* _GIVEN RECORDS_:
⟨

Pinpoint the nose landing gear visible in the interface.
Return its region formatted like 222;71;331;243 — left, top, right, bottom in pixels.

⟩
⟨

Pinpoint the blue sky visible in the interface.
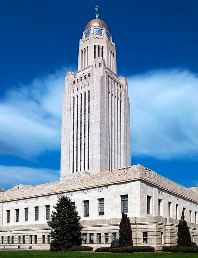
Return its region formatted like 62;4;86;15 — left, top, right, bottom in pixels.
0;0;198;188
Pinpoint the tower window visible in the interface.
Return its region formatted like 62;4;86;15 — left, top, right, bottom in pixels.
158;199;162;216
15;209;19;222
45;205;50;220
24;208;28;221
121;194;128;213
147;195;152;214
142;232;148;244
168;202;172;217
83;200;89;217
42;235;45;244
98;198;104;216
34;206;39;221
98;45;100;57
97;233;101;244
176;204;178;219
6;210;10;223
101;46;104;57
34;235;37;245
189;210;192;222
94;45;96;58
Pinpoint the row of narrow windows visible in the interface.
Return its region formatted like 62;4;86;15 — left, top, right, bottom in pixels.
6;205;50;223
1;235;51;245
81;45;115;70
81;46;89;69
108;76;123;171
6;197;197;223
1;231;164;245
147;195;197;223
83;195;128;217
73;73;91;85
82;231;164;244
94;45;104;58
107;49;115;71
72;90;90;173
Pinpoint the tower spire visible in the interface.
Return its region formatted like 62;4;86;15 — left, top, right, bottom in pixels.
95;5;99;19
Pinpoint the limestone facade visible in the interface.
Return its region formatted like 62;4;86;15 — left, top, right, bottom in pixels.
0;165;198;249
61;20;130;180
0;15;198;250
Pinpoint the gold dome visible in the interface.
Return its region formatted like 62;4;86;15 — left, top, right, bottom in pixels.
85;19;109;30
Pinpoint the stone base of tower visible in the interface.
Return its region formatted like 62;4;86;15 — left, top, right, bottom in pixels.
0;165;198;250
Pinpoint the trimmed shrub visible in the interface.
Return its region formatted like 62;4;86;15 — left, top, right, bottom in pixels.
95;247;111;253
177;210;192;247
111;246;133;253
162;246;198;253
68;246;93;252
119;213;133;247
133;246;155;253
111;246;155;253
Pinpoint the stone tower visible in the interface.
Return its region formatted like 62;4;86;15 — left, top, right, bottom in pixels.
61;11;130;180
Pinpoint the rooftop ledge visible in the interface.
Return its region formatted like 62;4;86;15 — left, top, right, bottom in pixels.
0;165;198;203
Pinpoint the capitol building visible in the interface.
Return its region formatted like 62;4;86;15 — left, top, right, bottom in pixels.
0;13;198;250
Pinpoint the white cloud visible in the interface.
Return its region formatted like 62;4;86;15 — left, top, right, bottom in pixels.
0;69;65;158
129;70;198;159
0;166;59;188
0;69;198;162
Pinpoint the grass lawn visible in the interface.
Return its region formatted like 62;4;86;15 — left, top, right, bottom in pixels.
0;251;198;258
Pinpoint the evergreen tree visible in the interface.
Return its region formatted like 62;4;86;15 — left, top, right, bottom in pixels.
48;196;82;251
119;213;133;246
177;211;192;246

⟩

* _WHAT YOU HAVE TO DO_: Edit the lines that begin at the one containing "Pinpoint the tower spire" and stop after the one containing "177;211;192;246", replacing "Pinpoint" with "Locate" and leaving everything else unchanged. Output only those lines.

* _WRITTEN ANSWER_:
Locate the tower spire visible in the interface.
Return its region formatted like 62;4;86;15 — left, top, right, bottom in pixels.
95;5;99;19
Locate the limestone facade visible in the interface.
Return its region formatted like 62;4;86;15 — left, top, right, bottom in pixels.
0;165;198;249
61;20;130;180
0;15;198;250
Locate the gold dome visible in the interface.
Return its region formatted like 62;4;86;15 — left, top, right, bottom in pixels.
85;19;109;30
Locate the stone base of tower visible in the interface.
Return its region formatted like 62;4;86;15 — left, top, right, bottom in pixels.
0;165;198;250
Locate the trimmed shrub visible in the interface.
Return its region formatted like 62;4;86;15 — left, top, right, bottom in pixels.
95;247;111;253
177;210;192;247
111;246;133;253
162;246;198;253
68;246;93;252
119;213;133;247
133;246;155;253
111;246;155;253
Locate the stone tower visible in the interface.
Return its region formatted like 62;4;86;15 — left, top, right, bottom in pixels.
61;11;130;180
Locate the rooftop ledge visible in the interface.
Return its region formatted like 62;4;86;15 — left, top, right, bottom in pixels.
0;165;198;203
Locate the capitol building visible in the interface.
Return its region formatted like 62;4;86;15 — left, top, right, bottom in pixels.
0;13;198;250
Locate the white cloud visible in the interface.
Return its region formatted like 62;4;86;15 — left, top, right, bottom in pixels.
0;69;65;158
129;70;198;159
0;166;59;188
0;69;198;162
Locate the grass lawn visible in the interface.
Return its region formatted like 62;4;86;15 — left, top, right, bottom in pixels.
0;251;198;258
Locate the evergreen tree visible in the interface.
Return its region formatted like 62;4;86;15 — left, top, right, bottom in pixels.
48;196;82;251
119;213;133;246
177;211;192;246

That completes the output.